Escape is not possible. Every medium- and heavy-duty 2007 engine needs a diesel particulate filter, or DPF, to reach mandated emissions levels next year. They add cost, they add some weight, and they add maintenance demands.

And in some cases, drivers may become involved as well. As an end user, there isn’t much of a difference in the ’07 engines compared with the 2002/04 offerings – but is a DPF mounted somewhere on the truck. Count on it.

The need for this filter arises because 2007 Environmental Protection Agency (EPA) rules call for the reduction of particulate matter (PM or soot) in the exhaust of diesel-powered vehicles by 90 percent or more from current levels, and that’s where the DPF comes into play. Its job is to trap the soot, and to burn off the residue as it accumulates.
A DPF cleans exhaust gas by passing it through a wall-flow filter, and the particulate collects on the inlet face. The filtration substrate for all ’07 diesels is a ceramic material, and the DPF doubles as a muffler. DPFs are somewhat larger than standard mufflers, so frame space could be an issue in some cases. In addition, the DPF will have to be mounted as close to the turbocharger as possible in order to achieve the high internal temperatures necessary to facilitate efficient regeneration of the DPF.

While the DPF – in most cases – will look much like a conventional muffler, though slightly larger, they’re considerably different beasts. DPFs are equipped with a temperature sensor and two internal pressure sensors – one upstream of the filter substrate, the other downstream – to determine the necessity of ridding the filter of soot. While they’re promised to be as physically robust as any muffler, the filter substrate is sensitive to contamination by high levels of sulfur found in pre-’07 diesel fuel blends, and the high ash content of contemporary engine oils.

Proper functioning of any DPF will depend on new ultra low-sulfur fuel (15 parts per million sulfur) and on a new lube oil – called PC-10 for now – designed specifically to control ash build up in the DPF.

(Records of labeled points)
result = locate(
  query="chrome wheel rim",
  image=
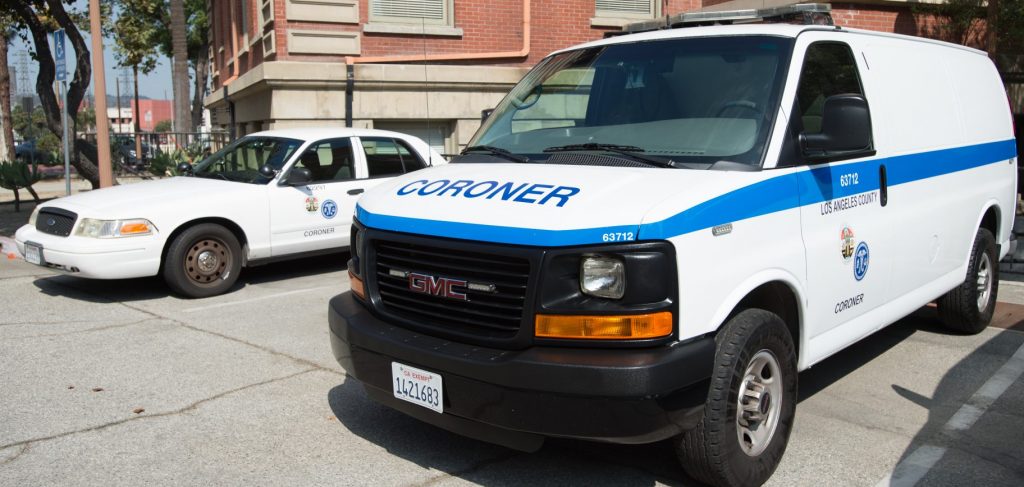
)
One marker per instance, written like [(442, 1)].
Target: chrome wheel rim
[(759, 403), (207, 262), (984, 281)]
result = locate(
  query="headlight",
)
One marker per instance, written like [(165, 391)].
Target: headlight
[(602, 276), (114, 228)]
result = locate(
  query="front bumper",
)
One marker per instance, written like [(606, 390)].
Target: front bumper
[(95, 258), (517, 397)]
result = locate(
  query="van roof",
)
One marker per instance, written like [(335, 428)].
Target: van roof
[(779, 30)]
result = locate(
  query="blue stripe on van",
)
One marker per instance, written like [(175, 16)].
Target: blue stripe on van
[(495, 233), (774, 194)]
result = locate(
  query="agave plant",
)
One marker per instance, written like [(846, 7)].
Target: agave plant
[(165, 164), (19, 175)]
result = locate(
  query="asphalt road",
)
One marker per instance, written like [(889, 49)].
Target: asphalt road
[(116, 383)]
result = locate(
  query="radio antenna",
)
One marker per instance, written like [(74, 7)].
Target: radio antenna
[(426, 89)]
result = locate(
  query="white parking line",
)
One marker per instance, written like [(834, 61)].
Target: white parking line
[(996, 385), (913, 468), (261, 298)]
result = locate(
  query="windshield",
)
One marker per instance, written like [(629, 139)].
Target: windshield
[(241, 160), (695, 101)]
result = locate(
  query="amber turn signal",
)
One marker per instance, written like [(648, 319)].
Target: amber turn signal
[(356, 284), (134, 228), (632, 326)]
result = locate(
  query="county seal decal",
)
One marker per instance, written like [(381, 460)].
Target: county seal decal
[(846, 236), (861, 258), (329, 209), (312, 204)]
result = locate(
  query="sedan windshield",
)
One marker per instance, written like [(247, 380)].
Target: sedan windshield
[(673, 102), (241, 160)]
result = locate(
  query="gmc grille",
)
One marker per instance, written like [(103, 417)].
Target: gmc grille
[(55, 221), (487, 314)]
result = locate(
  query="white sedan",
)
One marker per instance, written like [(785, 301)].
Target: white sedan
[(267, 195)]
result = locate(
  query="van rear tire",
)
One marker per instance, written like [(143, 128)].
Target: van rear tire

[CHALLENGES]
1. Summarize the article on diesel particulate filters in two sentences.
2. Please count the lines of the records that contain the string "road", and reply with the number alone.

[SOLUTIONS TO THE TASKS]
1. Every medium- and heavy-duty 2007 diesel engine needs a diesel particulate filter (DPF) to meet EPA rules that cut particulate matter in exhaust by 90 percent or more, and the filter traps the soot and burns off the residue as it builds up. The DPF doubles as a muffler and uses a temperature sensor and two pressure sensors to decide when to clear soot, and its proper functioning depends on ultra low-sulfur fuel and a new lube oil designed to control ash buildup.

2. 2